*STATED GOAL*
Return every record verbatim.

*DATA SECTION*
-*-
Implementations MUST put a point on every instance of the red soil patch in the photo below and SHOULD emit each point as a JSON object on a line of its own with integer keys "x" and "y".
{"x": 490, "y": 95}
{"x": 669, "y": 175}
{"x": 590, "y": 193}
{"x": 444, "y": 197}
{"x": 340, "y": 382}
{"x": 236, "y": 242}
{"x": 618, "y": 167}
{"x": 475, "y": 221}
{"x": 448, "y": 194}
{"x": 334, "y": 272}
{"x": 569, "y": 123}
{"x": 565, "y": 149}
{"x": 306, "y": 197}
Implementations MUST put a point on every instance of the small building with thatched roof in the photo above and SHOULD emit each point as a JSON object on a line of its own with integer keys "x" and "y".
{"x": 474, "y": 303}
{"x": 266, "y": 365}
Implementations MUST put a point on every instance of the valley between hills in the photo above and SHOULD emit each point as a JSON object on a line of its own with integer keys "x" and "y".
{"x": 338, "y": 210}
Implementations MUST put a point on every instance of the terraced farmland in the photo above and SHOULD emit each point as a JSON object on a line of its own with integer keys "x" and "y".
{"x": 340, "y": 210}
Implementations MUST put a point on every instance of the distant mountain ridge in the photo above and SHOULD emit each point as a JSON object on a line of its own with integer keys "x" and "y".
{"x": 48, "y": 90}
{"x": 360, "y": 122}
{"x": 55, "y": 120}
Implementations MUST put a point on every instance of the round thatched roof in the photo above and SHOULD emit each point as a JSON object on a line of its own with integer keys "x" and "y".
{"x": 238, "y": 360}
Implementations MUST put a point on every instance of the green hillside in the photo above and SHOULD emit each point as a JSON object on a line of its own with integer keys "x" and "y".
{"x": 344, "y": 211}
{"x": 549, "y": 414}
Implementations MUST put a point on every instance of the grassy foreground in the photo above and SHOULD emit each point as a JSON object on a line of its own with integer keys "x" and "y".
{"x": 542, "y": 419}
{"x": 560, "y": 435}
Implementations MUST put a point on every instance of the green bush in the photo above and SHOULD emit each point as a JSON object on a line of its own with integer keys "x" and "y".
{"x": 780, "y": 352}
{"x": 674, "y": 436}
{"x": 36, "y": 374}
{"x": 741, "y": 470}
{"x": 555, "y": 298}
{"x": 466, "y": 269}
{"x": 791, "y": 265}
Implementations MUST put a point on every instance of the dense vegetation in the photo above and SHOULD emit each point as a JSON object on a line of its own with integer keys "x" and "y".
-*-
*EXERCISE RESULT*
Implementations MUST put a point on every instance of the red soil patch in the photo below and SHOULD emit each point as a JSON object on a line of its own with integer keys "x" and "y".
{"x": 490, "y": 95}
{"x": 669, "y": 175}
{"x": 590, "y": 193}
{"x": 444, "y": 197}
{"x": 340, "y": 382}
{"x": 236, "y": 242}
{"x": 618, "y": 167}
{"x": 475, "y": 221}
{"x": 448, "y": 194}
{"x": 334, "y": 272}
{"x": 569, "y": 123}
{"x": 565, "y": 149}
{"x": 306, "y": 197}
Implementations MUST put a point on every instance of the small building with thatched roof in the photo above and SHOULD emit each point as a JSON object on a line of its own with integer keys "x" and "y".
{"x": 474, "y": 303}
{"x": 266, "y": 365}
Implementations MUST put a point on every instance of the valley between hills in the photo above and SHOULD emit each point as a JSON object on a line of its own with integer keys "x" and "y".
{"x": 338, "y": 210}
Implementations MUST put a point on every instance of the terraced farmland in the photo above and SHOULD emit each point as a JSON object on a line of its own with integer keys "x" and "y".
{"x": 340, "y": 210}
Implementations MUST put a point on every instance of the distant mountain ridge in the photo above and SHOULD emit each point as a JSON object on a line of its own with integer keys "x" and "y".
{"x": 48, "y": 90}
{"x": 360, "y": 122}
{"x": 55, "y": 120}
Implementations MUST put a point on every instance of the round thatched roof in the photo above and SHOULD emit each point as a JSON object on a line of its own with integer keys "x" and "y".
{"x": 238, "y": 360}
Implementations MUST put a point on every instance of the green hillside in the photo above and SHOULD emit each point as a JSON object on a line of its own with integer keys "x" and "y".
{"x": 344, "y": 211}
{"x": 549, "y": 414}
Implementations MUST put a point on every instance of the grassy foreground in the photo above and SHOULD emit each point as a JSON object on a line of its own with integer keys "x" and "y".
{"x": 542, "y": 419}
{"x": 560, "y": 435}
Implementations MUST put a point on every instance of the green bush in the photo above and SHOULD emit each point as a JSON object on a line of its own with integer keys "x" and "y".
{"x": 780, "y": 352}
{"x": 674, "y": 436}
{"x": 36, "y": 374}
{"x": 741, "y": 470}
{"x": 555, "y": 298}
{"x": 466, "y": 269}
{"x": 791, "y": 265}
Implementations MUST put a point on every instance of the dense vegetation in the photo above and SHOULD emit each point as a JSON object on a line of its own with integer keys "x" and "y".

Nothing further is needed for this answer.